→ **Work to complete**
Please write out, exactly as they appear, the line containing "Locate the innermost point of each instance of the yellow" and every line after it to the end of the records, and nothing more.
BEGIN Supplied entries
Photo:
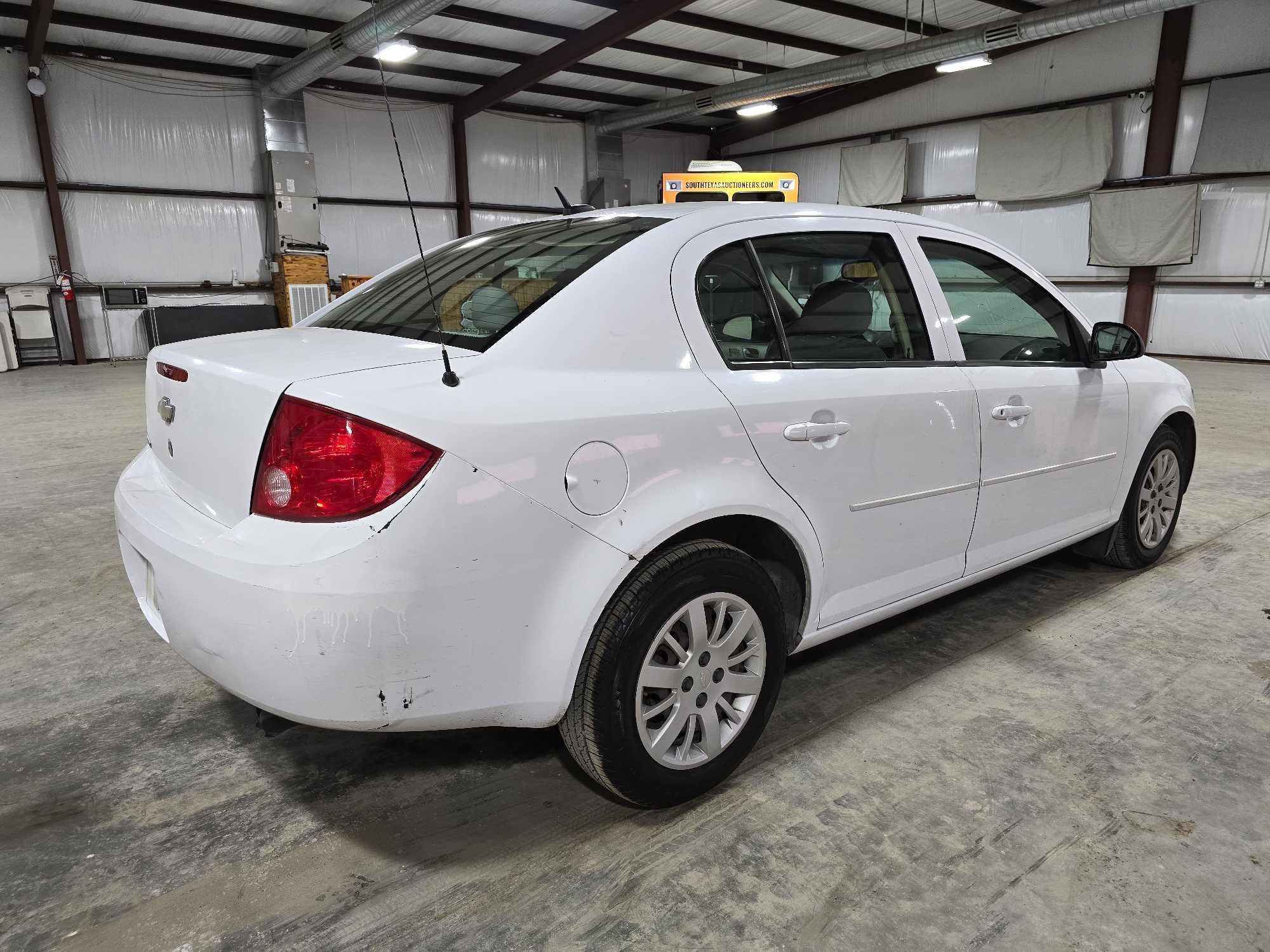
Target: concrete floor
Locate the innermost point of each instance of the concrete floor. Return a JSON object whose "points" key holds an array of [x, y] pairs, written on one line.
{"points": [[1070, 757]]}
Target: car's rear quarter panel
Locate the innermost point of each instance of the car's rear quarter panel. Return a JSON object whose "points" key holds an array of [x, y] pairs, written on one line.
{"points": [[443, 611]]}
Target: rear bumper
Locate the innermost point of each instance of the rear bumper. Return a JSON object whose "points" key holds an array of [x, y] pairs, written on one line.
{"points": [[463, 605]]}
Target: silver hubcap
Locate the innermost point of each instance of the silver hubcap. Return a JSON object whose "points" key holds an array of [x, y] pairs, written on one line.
{"points": [[700, 681], [1158, 501]]}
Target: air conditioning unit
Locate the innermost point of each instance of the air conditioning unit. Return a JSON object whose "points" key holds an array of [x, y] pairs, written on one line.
{"points": [[307, 299]]}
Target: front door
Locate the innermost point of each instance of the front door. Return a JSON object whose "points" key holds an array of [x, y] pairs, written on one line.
{"points": [[819, 338], [1053, 427]]}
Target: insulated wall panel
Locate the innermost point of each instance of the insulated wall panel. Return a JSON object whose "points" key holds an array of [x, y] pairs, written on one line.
{"points": [[369, 239], [1234, 223], [1051, 235], [650, 153], [942, 161], [817, 169], [490, 220], [120, 126], [354, 153], [874, 175], [20, 159], [518, 161], [1212, 323], [26, 237], [1229, 142], [1046, 155], [163, 239]]}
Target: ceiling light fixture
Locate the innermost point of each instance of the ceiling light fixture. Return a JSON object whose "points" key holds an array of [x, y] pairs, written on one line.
{"points": [[750, 112], [396, 51], [965, 63]]}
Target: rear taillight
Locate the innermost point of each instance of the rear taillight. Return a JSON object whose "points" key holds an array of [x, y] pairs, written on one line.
{"points": [[171, 373], [321, 464]]}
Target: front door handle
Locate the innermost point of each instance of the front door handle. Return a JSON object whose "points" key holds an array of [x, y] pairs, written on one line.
{"points": [[803, 432], [1010, 412]]}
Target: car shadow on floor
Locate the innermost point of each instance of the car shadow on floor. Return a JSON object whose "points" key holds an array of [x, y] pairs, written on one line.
{"points": [[427, 798]]}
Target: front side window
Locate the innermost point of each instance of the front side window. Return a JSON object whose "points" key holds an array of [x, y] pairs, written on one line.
{"points": [[487, 285], [844, 296], [1001, 315]]}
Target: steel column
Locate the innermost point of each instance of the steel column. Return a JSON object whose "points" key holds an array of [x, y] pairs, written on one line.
{"points": [[463, 194], [55, 215], [37, 31], [1161, 131]]}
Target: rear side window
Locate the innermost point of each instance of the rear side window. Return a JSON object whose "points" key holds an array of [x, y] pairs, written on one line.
{"points": [[844, 298], [1001, 315], [735, 307], [487, 285]]}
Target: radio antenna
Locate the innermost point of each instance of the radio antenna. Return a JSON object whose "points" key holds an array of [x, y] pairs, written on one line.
{"points": [[450, 379]]}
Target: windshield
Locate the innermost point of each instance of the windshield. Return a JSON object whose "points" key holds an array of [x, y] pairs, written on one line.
{"points": [[487, 285]]}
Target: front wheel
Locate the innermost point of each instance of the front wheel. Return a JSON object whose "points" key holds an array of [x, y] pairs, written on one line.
{"points": [[680, 677], [1150, 513]]}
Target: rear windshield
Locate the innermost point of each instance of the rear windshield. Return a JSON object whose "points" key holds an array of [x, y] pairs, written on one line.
{"points": [[487, 285]]}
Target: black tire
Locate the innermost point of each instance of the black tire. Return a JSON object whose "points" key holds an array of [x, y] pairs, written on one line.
{"points": [[1127, 550], [600, 729]]}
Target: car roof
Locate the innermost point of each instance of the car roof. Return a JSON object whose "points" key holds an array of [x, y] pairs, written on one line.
{"points": [[709, 215]]}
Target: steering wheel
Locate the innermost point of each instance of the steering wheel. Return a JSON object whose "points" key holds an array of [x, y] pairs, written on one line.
{"points": [[1037, 350]]}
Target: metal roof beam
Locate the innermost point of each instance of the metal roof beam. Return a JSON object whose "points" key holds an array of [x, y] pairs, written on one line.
{"points": [[863, 15], [741, 30], [220, 41], [321, 25], [586, 43], [37, 30], [819, 105], [523, 25]]}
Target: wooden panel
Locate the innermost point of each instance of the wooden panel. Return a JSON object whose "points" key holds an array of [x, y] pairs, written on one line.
{"points": [[297, 270]]}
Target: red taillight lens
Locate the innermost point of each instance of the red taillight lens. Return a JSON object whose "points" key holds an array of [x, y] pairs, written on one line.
{"points": [[167, 370], [321, 464]]}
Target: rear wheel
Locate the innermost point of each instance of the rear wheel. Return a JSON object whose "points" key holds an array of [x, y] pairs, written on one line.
{"points": [[1150, 513], [680, 677]]}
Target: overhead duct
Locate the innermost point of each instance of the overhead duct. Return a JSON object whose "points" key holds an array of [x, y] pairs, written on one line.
{"points": [[857, 68], [359, 37]]}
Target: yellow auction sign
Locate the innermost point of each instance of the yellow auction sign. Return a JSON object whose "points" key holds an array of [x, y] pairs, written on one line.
{"points": [[730, 187]]}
END Supplied entries
→ **Output below**
Locate the innermost point of each instance of the yellow auction sign. Return a JSON object whose "points" key holds an array of [x, y] pairs, written on one line.
{"points": [[730, 187]]}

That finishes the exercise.